= Molecular electronics =

Branch of chemistry and electronics

Molecular electronics is the study and application of molecular building blocks for the fabrication of electronic components. It is an interdisciplinary area that spans physics, chemistry, and materials science. It provides a potential means to extend Moore's Law beyond the foreseen limits of small-scale conventional silicon integrated circuits.

==Molecular scale electronics==

Molecular scale electronics, also called single-molecule electronics, is a branch of nanotechnology that uses single molecules, or nanoscale collections of single molecules, as electronic components. Because single molecules constitute the smallest stable structures possible, this miniaturization is the ultimate goal for shrinking electrical circuits.

Entries supplied »

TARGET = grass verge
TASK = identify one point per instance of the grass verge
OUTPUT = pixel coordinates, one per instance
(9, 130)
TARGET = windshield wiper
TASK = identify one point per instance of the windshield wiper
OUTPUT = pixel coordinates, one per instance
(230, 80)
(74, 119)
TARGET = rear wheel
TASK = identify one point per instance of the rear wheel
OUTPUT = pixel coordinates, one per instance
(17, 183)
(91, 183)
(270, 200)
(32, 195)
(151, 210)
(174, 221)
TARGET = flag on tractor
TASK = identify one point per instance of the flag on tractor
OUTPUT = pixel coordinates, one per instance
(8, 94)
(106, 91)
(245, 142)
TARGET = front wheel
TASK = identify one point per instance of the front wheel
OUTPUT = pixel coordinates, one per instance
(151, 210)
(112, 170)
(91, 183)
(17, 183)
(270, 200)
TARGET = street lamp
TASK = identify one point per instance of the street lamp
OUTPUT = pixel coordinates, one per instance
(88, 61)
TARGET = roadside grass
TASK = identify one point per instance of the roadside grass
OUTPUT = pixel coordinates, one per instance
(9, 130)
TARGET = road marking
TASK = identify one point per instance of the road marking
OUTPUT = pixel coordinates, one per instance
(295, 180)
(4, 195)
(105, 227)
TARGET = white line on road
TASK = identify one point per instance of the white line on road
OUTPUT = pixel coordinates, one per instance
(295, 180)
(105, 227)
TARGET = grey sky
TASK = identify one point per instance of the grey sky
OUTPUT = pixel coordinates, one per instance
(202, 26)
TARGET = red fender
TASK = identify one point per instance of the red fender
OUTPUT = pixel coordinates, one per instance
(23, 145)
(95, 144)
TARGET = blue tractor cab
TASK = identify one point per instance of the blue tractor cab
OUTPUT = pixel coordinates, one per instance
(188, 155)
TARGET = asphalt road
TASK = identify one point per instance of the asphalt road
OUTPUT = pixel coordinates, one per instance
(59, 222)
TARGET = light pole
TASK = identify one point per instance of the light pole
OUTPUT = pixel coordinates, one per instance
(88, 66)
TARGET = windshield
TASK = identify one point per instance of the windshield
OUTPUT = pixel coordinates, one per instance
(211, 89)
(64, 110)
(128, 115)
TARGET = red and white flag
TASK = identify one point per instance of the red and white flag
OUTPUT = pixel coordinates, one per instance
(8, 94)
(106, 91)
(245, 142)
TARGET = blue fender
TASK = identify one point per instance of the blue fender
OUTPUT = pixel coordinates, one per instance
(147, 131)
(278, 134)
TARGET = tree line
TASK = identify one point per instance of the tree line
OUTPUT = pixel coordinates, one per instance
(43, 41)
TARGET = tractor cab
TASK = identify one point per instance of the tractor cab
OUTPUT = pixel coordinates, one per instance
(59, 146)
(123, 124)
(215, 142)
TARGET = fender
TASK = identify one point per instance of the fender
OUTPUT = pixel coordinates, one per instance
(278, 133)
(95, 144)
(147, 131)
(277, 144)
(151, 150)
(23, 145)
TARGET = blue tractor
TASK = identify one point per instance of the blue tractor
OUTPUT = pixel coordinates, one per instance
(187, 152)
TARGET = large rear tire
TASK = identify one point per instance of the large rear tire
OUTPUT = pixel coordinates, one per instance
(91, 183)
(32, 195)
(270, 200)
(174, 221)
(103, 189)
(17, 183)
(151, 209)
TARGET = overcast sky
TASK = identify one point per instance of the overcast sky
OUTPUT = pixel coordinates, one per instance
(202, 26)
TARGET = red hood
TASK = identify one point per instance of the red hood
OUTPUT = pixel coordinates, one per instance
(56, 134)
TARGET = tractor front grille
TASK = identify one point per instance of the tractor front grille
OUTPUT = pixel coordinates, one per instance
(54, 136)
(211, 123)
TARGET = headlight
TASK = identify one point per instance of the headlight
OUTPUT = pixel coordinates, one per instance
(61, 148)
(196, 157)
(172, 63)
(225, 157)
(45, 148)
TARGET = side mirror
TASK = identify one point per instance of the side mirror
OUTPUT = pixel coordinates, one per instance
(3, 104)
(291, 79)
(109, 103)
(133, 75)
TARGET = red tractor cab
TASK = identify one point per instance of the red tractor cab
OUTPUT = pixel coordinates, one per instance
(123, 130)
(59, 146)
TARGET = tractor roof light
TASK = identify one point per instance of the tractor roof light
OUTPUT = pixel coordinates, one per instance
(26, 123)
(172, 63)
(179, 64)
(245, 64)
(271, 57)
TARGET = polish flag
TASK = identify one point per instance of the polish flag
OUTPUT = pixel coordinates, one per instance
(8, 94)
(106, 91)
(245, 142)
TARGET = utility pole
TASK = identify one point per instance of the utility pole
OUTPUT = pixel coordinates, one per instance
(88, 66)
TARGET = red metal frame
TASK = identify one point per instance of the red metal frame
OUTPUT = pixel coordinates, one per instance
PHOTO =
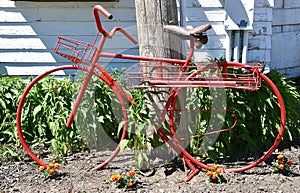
(88, 55)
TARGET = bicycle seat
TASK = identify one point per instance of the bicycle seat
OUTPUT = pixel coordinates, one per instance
(185, 33)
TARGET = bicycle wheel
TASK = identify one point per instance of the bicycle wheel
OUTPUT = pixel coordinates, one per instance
(206, 144)
(45, 106)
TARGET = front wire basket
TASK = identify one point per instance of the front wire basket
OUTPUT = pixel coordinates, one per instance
(76, 51)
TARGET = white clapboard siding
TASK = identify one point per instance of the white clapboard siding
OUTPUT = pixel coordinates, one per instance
(285, 54)
(29, 32)
(16, 30)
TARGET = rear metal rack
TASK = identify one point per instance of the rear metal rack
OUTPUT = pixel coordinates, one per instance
(165, 75)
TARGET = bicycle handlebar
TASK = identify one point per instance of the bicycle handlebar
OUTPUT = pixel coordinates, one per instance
(97, 9)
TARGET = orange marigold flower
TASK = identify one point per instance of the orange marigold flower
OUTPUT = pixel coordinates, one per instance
(118, 177)
(214, 166)
(56, 165)
(214, 176)
(42, 168)
(51, 171)
(129, 184)
(281, 166)
(289, 162)
(218, 171)
(131, 173)
(208, 173)
(113, 177)
(280, 156)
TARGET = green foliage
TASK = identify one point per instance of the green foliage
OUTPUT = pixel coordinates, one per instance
(49, 103)
(9, 96)
(258, 116)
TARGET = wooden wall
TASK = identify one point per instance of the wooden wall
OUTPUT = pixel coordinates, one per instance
(28, 32)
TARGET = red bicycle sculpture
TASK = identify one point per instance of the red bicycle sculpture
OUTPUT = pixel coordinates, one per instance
(153, 72)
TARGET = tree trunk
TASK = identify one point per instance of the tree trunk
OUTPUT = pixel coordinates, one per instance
(151, 16)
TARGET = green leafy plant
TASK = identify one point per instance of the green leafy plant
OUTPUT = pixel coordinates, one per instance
(281, 164)
(123, 181)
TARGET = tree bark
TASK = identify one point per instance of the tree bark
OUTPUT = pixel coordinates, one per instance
(151, 16)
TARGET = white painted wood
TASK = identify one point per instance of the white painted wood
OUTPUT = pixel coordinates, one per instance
(16, 30)
(260, 55)
(205, 14)
(7, 4)
(8, 16)
(263, 14)
(286, 50)
(205, 3)
(74, 5)
(20, 57)
(238, 11)
(75, 14)
(262, 28)
(291, 4)
(21, 43)
(264, 3)
(278, 4)
(286, 16)
(207, 55)
(30, 70)
(259, 42)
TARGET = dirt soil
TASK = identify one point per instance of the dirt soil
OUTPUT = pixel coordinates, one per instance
(75, 176)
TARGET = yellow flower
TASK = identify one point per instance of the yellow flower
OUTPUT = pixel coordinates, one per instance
(118, 177)
(56, 165)
(51, 171)
(289, 162)
(214, 166)
(218, 171)
(129, 184)
(281, 166)
(113, 177)
(42, 168)
(280, 157)
(131, 173)
(208, 173)
(214, 176)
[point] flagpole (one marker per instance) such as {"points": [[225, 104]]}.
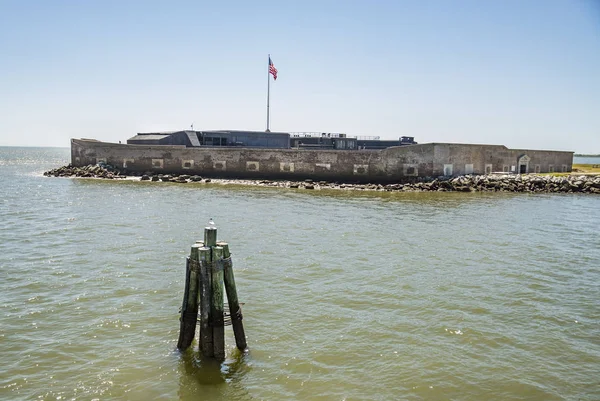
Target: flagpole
{"points": [[268, 93]]}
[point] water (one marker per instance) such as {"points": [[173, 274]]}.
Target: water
{"points": [[349, 296]]}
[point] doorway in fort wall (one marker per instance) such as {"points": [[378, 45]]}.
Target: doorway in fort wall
{"points": [[523, 163]]}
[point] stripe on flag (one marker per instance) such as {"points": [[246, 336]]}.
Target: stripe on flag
{"points": [[272, 70]]}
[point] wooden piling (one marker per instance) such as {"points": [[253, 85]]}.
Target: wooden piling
{"points": [[208, 273], [235, 309], [206, 337], [217, 310], [189, 307]]}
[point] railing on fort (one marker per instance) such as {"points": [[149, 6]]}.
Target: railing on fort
{"points": [[330, 135]]}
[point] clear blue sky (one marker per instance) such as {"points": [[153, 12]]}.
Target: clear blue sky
{"points": [[522, 73]]}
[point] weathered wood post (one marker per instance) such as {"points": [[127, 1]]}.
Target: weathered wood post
{"points": [[232, 299], [217, 302], [206, 337], [189, 307], [208, 272]]}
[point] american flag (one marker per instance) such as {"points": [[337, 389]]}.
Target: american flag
{"points": [[272, 70]]}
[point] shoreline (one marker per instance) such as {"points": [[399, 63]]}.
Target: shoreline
{"points": [[532, 183]]}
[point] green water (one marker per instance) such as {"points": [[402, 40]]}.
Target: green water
{"points": [[348, 296]]}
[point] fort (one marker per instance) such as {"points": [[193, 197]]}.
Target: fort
{"points": [[322, 156]]}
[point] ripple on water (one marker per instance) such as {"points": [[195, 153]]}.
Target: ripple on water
{"points": [[368, 296]]}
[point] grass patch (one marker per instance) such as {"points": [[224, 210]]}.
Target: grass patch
{"points": [[579, 169]]}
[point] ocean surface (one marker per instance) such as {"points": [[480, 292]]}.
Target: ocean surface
{"points": [[348, 295]]}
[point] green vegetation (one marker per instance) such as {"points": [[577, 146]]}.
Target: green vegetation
{"points": [[591, 169]]}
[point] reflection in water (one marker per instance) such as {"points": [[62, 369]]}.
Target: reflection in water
{"points": [[199, 375]]}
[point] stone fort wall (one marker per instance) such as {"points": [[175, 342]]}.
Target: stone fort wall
{"points": [[396, 164]]}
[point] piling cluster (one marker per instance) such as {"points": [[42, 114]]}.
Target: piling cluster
{"points": [[209, 276], [467, 183]]}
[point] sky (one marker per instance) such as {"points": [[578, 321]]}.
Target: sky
{"points": [[520, 73]]}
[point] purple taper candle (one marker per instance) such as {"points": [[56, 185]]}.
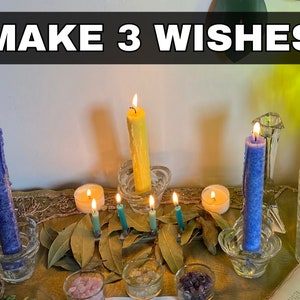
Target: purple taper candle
{"points": [[253, 186], [9, 232]]}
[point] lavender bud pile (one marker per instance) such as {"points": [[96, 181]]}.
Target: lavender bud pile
{"points": [[195, 285]]}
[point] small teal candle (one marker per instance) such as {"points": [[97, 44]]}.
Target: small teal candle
{"points": [[95, 219], [152, 214], [121, 213], [253, 186], [178, 212]]}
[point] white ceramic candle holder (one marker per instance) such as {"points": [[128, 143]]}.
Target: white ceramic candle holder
{"points": [[160, 179]]}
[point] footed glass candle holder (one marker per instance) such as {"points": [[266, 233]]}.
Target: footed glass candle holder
{"points": [[160, 178], [143, 278], [249, 264], [18, 267]]}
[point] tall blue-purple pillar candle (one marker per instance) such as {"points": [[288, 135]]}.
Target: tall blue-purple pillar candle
{"points": [[178, 212], [95, 220], [121, 213], [152, 214], [253, 186], [9, 231]]}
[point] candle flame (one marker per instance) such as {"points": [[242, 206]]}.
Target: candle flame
{"points": [[94, 204], [134, 100], [151, 202], [88, 192], [118, 198], [175, 199], [256, 129]]}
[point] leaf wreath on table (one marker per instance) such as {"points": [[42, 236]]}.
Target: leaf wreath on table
{"points": [[74, 247]]}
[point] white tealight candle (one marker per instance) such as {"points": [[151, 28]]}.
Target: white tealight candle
{"points": [[215, 198], [84, 195]]}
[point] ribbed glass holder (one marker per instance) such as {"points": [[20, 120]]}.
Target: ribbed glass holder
{"points": [[18, 267], [249, 264], [160, 179]]}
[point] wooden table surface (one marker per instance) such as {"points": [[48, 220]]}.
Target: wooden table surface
{"points": [[56, 209]]}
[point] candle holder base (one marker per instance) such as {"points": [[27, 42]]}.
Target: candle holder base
{"points": [[249, 264], [160, 178], [18, 267]]}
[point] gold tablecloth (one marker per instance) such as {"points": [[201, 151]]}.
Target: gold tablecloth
{"points": [[57, 210]]}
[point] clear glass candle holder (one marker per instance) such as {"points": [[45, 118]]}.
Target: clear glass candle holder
{"points": [[249, 264], [18, 267], [85, 285], [195, 282], [160, 179], [143, 278]]}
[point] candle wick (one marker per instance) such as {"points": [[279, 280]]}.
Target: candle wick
{"points": [[132, 107]]}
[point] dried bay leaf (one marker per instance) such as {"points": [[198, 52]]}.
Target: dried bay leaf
{"points": [[170, 249], [83, 241], [60, 245], [110, 248], [209, 234], [140, 250], [170, 218], [67, 263], [114, 223], [221, 222], [157, 254], [47, 236], [131, 238], [112, 277], [137, 221]]}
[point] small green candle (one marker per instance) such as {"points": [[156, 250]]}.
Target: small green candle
{"points": [[95, 219], [152, 214], [121, 213], [178, 212]]}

Things to do »
- 1) Rewrite the paragraph of the molecular electronics article that begins "Molecular electronics is the study" as a short bulleted list that keeps its main facts.
- 2) Please decide whether each statement agrees with the molecular electronics article, answering yes or no and quoting the words that settle it: (a) The field spans physics, chemistry, and materials science. (b) Single-molecule electronics is described as a branch of biology. (c) Single molecules are called the smallest stable structures possible.
- 3) Go on with the molecular electronics article, starting after its final sentence about shrinking electrical circuits.

Expected results »
- 1)
- Molecular electronics studies and applies molecular building blocks to make electronic components.
- It is interdisciplinary, spanning physics, chemistry, and materials science.
- It may offer a way to extend Moore's Law beyond the expected limits of small-scale conventional silicon integrated circuits.

- 2)
(a) Yes: "It is an interdisciplinary area that spans physics, chemistry, and materials science."
(b) No: "is a branch of nanotechnology that uses single molecules"
(c) Yes: "single molecules constitute the smallest stable structures possible"

- 3)
Conventional electronic devices are traditionally made from bulk materials. Bulk methods have inherent limits, and are growing increasingly demanding and costly. Thus, the idea was born that the components could instead be built up atom by atom in a chemistry lab (bottom up) as opposed to carving them out of bulk material (top down). In single-molecule electronics, the bulk material is replaced by single molecules. The molecules used have properties that resemble traditional electronic components such as a wire, transistor, or rectifier.

Single-molecule electronics is an emerging field, and entire electronic circuits consisting exclusively of molecular sized compounds are still far from being realized. Currently, the focus is on discovering molecules with interesting properties and on finding ways to obtain reliable and reproducible contacts between the molecular components and the bulk material of the electrodes.

Molecular electronics operates at distances less than 100 nanometers. Miniaturization down to single molecules brings the scale down to a regime where quantum mechanics effects are important. In contrast to the case in conventional electronic components, where electrons can be filled in or drawn out more or less like a continuous flow of electric charge, the transfer of a single electron alters the system significantly. The significant amount of energy due to charging has to be taken into account when making calculations about the electronic properties of the setup and is highly sensitive to distances to conducting surfaces nearby.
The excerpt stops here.